From the first line to the last, please print the entries exactly, omitting pictures.
+ + + + + + +
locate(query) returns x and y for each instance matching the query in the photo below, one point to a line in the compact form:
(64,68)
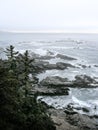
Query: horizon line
(47,31)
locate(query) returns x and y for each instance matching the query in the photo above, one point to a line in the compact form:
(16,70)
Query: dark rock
(45,90)
(55,82)
(83,81)
(62,66)
(64,57)
(84,122)
(70,112)
(85,109)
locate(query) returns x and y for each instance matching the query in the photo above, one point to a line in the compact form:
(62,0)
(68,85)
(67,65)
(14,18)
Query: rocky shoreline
(66,119)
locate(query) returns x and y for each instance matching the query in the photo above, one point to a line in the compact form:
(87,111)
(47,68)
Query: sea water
(83,47)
+ + + + + + +
• [RESULT OF THE TASK]
locate(query) returns x and y for each instance matching the query in the photo below, one point to a line in the compact form:
(64,68)
Query: horizon line
(47,31)
locate(query) returns x and y for each instance matching the query in the photo above, one point to a line in the compact form:
(16,70)
Query: dark rock
(45,90)
(55,82)
(83,81)
(62,66)
(64,57)
(84,122)
(70,112)
(85,109)
locate(query) returns x and y for each instance matching the query in the photo above, one point to a line in the compact form:
(62,0)
(68,85)
(67,65)
(14,18)
Query: rocky shoreline
(66,119)
locate(query) returns x and y for each instance matching the query in the photo above, one point to a line in the compact form:
(87,111)
(47,68)
Query: sea water
(83,47)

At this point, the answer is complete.